OBJECTIVE: Copy out the part of the records that opens with the line containing "Query: neck" and closes with the end of the records, altering "dental chair" to "reclining chair" and keeping everything else the same.

Pointing dataset excerpts
○ ○ ○ ○
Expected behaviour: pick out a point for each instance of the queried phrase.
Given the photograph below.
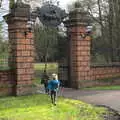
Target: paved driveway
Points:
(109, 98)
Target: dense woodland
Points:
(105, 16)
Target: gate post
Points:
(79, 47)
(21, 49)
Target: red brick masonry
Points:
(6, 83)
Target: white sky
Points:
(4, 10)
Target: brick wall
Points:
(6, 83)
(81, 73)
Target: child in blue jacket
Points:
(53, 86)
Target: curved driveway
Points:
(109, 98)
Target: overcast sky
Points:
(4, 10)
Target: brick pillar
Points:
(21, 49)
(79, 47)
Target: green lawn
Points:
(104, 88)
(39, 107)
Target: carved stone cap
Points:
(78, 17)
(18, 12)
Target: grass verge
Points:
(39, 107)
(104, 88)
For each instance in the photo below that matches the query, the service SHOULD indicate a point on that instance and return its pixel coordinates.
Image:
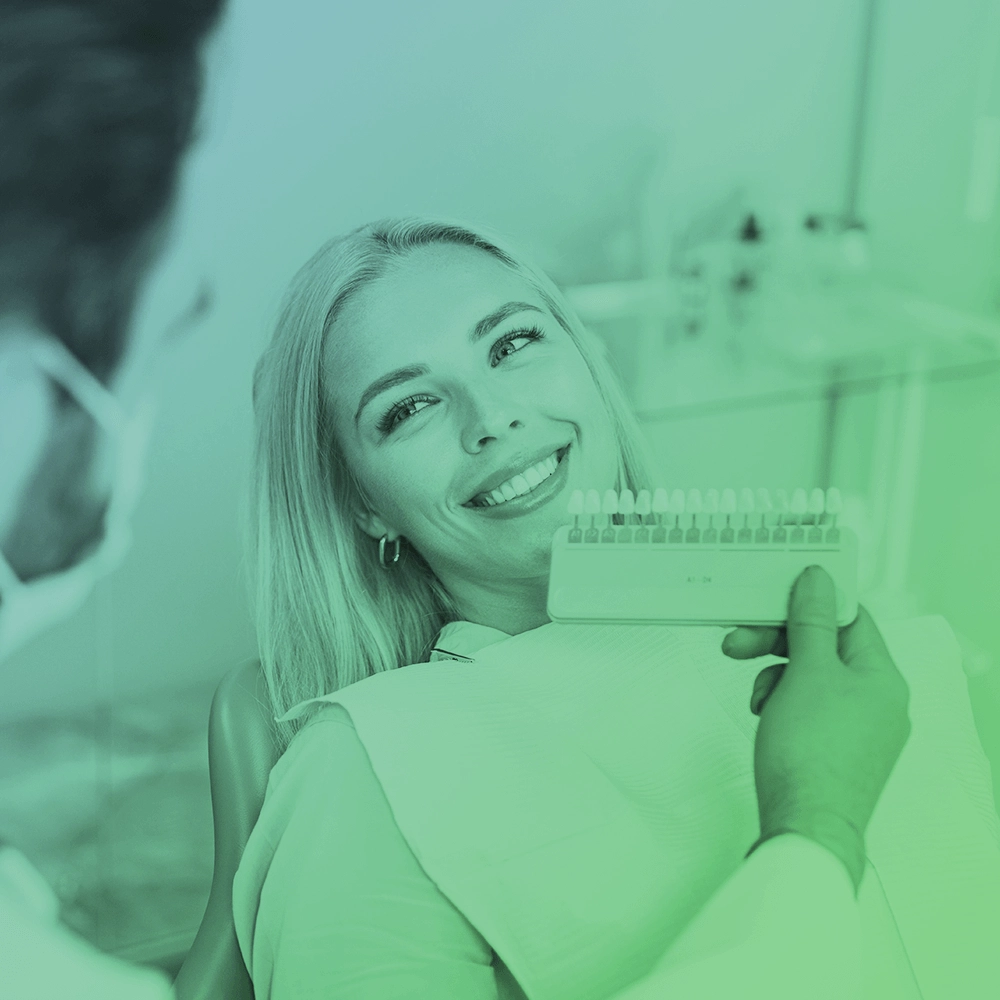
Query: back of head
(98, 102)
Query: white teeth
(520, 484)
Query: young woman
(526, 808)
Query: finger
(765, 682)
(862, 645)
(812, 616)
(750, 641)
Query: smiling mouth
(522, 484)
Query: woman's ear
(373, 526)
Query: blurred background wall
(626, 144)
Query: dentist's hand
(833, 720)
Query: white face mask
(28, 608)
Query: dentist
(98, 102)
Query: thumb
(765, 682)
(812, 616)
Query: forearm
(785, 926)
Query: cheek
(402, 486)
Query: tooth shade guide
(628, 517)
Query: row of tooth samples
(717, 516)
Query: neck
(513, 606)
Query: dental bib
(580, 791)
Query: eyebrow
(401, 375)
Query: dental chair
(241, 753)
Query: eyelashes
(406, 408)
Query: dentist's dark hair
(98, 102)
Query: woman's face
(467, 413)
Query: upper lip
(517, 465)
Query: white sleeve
○ ○ ○ ○
CORRECT RESPONSE:
Query: neck
(513, 606)
Query: dental bib
(580, 791)
Query: eyebrow
(401, 375)
Query: reclining chair
(241, 753)
Query: eyelashes
(406, 408)
Query: dentist's dark hair
(98, 102)
Query: woman's face
(467, 413)
Query: upper lip
(517, 465)
Query: white sleeve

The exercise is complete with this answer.